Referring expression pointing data
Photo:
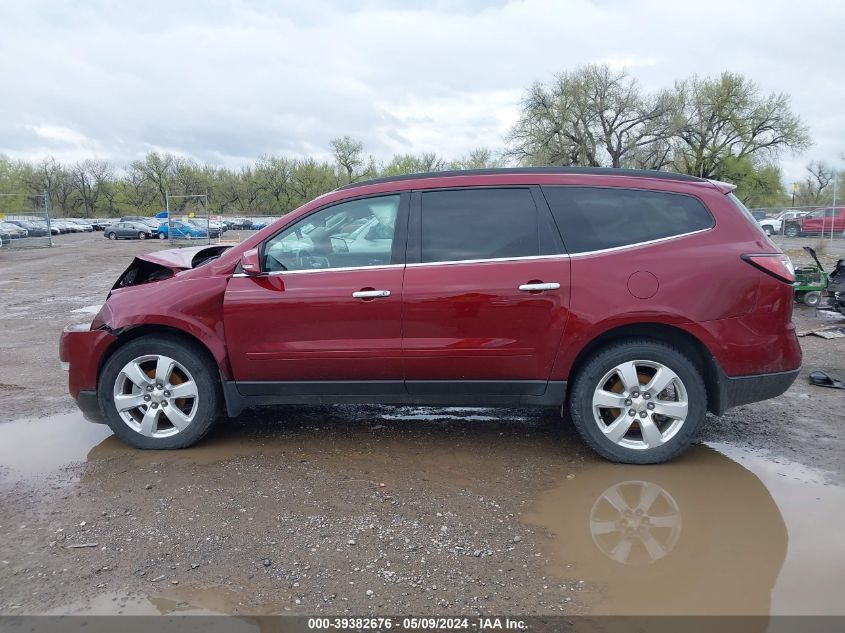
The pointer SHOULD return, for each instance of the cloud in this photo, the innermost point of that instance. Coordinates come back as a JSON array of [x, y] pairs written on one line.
[[230, 80]]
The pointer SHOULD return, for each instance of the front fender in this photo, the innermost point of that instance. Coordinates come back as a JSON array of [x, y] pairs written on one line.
[[191, 305]]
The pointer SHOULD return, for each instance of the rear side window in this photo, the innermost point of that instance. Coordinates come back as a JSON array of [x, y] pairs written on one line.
[[594, 219], [468, 224]]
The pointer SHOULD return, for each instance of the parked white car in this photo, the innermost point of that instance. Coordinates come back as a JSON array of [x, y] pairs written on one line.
[[774, 225]]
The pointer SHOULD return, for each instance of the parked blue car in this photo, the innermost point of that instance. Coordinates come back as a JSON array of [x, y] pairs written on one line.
[[181, 230]]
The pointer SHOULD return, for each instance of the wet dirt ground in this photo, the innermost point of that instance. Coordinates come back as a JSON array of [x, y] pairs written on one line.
[[357, 510]]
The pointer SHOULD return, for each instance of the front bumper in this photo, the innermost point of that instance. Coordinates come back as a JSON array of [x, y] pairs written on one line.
[[737, 390], [80, 351], [90, 406]]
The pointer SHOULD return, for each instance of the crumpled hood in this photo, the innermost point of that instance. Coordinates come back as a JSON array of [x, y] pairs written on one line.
[[162, 265], [183, 258]]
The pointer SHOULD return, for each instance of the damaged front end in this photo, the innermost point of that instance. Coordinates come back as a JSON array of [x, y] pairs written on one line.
[[836, 288], [162, 265], [128, 305]]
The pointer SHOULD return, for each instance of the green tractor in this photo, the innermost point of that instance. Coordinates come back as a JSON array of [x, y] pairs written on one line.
[[810, 282]]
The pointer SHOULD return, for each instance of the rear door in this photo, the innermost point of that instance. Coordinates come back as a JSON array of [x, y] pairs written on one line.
[[486, 292]]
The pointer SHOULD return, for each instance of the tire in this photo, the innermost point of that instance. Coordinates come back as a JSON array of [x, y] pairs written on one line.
[[642, 437], [153, 418], [813, 298]]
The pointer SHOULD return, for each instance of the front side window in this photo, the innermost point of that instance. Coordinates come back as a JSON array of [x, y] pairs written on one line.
[[472, 224], [356, 233], [595, 218]]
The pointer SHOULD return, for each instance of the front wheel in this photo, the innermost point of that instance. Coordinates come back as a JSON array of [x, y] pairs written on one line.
[[813, 298], [638, 402], [159, 392]]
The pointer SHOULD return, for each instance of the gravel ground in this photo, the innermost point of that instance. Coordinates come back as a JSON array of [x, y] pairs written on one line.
[[315, 509]]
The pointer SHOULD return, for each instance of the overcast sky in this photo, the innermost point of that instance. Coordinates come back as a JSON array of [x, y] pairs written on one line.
[[228, 81]]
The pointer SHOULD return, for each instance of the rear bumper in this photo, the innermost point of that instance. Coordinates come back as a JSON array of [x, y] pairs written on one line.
[[738, 390]]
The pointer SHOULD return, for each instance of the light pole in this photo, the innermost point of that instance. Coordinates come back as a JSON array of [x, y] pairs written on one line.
[[833, 215]]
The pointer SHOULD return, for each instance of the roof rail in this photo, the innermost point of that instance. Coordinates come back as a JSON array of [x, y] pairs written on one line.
[[603, 171]]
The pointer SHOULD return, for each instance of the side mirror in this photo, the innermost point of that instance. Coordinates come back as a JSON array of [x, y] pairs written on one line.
[[250, 262]]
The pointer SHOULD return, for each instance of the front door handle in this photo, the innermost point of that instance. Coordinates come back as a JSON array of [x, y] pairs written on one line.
[[370, 294], [539, 287]]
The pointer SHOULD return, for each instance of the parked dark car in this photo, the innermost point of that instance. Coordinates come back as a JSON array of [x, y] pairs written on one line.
[[237, 223], [128, 231], [14, 231], [578, 289], [33, 229]]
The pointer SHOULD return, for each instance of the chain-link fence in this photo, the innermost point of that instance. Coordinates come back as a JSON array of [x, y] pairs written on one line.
[[825, 222], [25, 220]]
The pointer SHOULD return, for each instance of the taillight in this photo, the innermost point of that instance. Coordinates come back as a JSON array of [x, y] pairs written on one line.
[[775, 264]]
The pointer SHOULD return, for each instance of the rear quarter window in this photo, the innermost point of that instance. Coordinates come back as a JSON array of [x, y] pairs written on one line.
[[596, 218]]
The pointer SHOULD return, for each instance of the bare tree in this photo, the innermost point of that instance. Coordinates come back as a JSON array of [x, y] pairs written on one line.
[[728, 116], [349, 155], [138, 190], [592, 116], [158, 169], [89, 178], [479, 158], [813, 189]]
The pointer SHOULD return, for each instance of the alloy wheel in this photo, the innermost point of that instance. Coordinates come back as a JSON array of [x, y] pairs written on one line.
[[156, 396], [640, 404]]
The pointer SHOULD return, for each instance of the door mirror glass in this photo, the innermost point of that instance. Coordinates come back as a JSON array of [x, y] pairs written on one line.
[[250, 262]]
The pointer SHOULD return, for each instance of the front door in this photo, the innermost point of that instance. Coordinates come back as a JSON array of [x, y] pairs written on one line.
[[486, 293], [324, 309]]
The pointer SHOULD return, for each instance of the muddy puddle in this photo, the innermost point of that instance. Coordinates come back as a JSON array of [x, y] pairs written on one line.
[[35, 448], [718, 531]]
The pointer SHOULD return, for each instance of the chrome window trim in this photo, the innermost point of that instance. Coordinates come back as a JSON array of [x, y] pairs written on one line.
[[492, 259], [484, 261], [340, 269], [638, 244]]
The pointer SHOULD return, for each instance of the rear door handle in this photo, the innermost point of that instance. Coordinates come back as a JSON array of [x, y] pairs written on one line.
[[539, 287], [370, 294]]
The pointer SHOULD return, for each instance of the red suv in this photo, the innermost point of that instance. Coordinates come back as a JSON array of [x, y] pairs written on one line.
[[634, 301]]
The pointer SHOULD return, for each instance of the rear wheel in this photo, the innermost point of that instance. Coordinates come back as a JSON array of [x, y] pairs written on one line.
[[159, 392], [638, 402]]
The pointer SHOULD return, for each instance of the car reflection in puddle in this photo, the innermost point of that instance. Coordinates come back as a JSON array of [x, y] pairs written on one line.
[[700, 535]]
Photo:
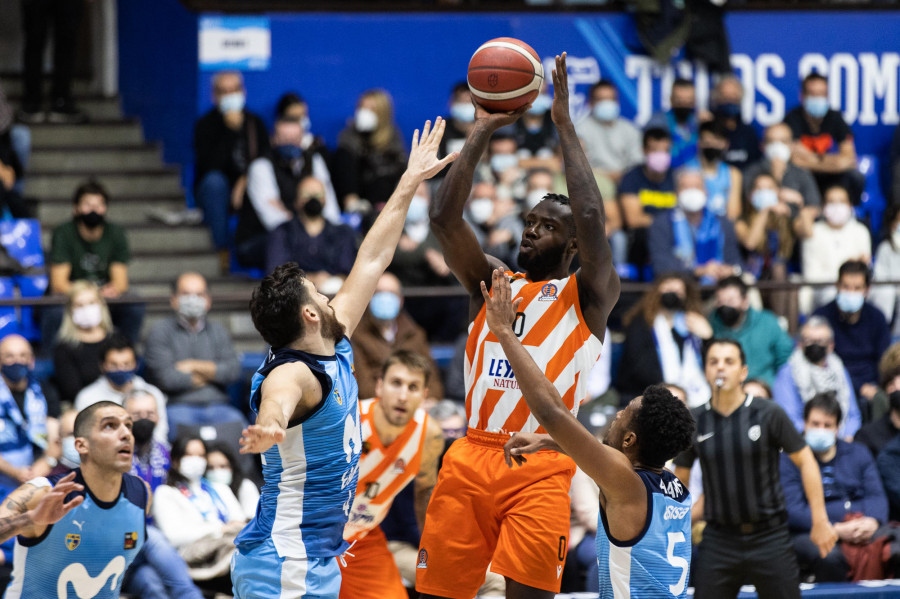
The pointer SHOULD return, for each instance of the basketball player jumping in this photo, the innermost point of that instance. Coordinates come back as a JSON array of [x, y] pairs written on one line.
[[481, 511]]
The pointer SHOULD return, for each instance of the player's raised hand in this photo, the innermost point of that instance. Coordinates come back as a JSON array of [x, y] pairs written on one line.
[[559, 111], [53, 505], [257, 439], [500, 312], [423, 161]]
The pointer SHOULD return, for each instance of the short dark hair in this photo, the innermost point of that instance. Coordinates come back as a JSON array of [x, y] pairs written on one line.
[[724, 341], [276, 303], [655, 134], [855, 267], [826, 402], [733, 281], [410, 359], [664, 426], [90, 187], [84, 421]]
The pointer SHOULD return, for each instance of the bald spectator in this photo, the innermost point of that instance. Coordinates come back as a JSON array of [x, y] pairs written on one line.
[[191, 359], [322, 249], [384, 328]]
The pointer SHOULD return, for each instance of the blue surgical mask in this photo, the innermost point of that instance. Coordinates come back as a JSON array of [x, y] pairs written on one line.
[[850, 302], [15, 372], [820, 440], [816, 106], [606, 110], [120, 377], [385, 305]]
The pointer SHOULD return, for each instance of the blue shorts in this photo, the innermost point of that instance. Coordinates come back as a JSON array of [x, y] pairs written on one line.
[[261, 574]]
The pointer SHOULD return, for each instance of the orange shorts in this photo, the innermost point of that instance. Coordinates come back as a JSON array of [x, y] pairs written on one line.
[[371, 572], [482, 512]]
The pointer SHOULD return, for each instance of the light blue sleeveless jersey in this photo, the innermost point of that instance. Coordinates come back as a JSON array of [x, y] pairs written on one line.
[[310, 477], [656, 563], [85, 554]]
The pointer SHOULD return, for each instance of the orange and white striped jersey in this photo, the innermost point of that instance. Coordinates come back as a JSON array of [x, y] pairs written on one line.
[[383, 471], [551, 326]]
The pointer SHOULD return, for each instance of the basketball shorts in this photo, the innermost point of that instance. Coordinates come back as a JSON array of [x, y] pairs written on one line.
[[484, 512]]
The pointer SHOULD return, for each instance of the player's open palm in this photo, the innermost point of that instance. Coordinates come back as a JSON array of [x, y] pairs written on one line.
[[257, 439], [423, 160]]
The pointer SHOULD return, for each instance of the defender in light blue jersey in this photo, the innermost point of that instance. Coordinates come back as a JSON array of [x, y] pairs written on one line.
[[78, 534], [644, 529], [306, 400]]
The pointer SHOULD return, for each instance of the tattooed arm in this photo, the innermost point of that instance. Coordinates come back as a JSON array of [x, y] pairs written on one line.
[[31, 508]]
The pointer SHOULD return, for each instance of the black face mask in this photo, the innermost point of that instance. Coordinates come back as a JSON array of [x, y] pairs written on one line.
[[142, 430], [313, 207], [728, 315], [815, 353], [91, 220], [671, 301]]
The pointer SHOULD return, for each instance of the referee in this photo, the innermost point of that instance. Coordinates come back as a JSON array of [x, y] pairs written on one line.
[[738, 440]]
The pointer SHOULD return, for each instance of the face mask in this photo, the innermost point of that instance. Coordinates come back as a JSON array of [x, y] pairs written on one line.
[[70, 456], [192, 307], [671, 301], [366, 120], [682, 114], [481, 210], [220, 475], [728, 315], [692, 200], [815, 353], [92, 220], [464, 112], [540, 105], [836, 214], [313, 207], [87, 317], [764, 198], [503, 162], [233, 102], [385, 305], [192, 467], [659, 162], [142, 430], [816, 106], [418, 210], [606, 110], [120, 377], [778, 151], [14, 373], [850, 302], [820, 440]]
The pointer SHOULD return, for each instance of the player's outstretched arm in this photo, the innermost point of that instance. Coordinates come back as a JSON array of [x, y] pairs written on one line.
[[609, 467], [461, 250], [598, 282], [377, 249], [30, 509]]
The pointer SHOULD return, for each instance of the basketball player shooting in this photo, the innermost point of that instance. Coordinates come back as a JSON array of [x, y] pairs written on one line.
[[481, 511]]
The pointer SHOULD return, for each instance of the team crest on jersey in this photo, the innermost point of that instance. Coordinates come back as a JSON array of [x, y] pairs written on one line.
[[548, 293], [130, 540]]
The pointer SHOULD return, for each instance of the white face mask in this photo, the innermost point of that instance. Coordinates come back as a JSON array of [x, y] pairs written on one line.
[[87, 317], [192, 467], [366, 120]]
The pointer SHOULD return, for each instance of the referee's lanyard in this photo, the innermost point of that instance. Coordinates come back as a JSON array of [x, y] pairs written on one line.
[[217, 501]]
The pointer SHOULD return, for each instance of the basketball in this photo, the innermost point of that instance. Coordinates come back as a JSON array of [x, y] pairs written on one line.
[[505, 74]]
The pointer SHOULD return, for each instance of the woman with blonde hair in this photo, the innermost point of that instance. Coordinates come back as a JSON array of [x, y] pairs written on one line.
[[371, 156], [86, 325]]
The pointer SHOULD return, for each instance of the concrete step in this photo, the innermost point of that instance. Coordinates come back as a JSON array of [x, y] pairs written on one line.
[[112, 132], [92, 159], [164, 181]]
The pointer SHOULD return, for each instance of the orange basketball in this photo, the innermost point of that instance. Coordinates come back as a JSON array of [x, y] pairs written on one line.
[[505, 74]]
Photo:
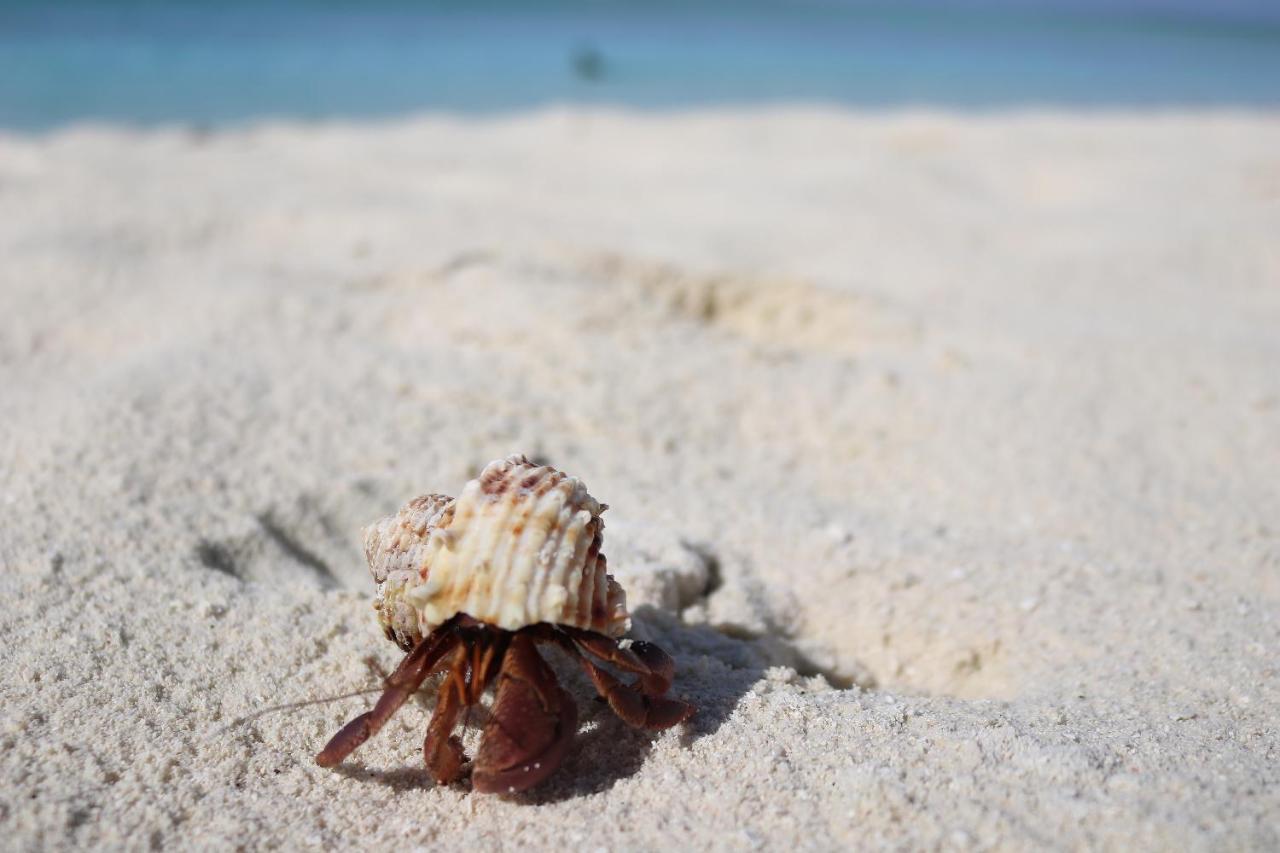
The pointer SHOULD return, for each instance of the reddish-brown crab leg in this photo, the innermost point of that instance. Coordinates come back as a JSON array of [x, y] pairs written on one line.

> _Exercise brief_:
Reproduce exactly the part of the records above that begins at the line holding "The pointer SHOULD return, for each instance of the concrete" and ends at the final line, both included, leaving out the pictures.

> _Solution to this task_:
The pointer SHOULD return, for each instance of the concrete step in this photo, the innermost point of that instance. Coordinates come back as a JSON array of [x, y] pairs written on one line.
[[112, 132], [92, 159], [164, 181]]
The pointer SHOULD return, for each instance of the orange basketball in this photo, the innermost point of that instance. Coordinates come back as a JSON array of [x, y] pairs written on one line.
[[505, 74]]
Photo:
The pointer SHOULD return, for each instance of the reddish-brown crab leg in this photo, the innermost point of that instance. Coordinates come back as a JSON array of [x, y] pairs written on one line.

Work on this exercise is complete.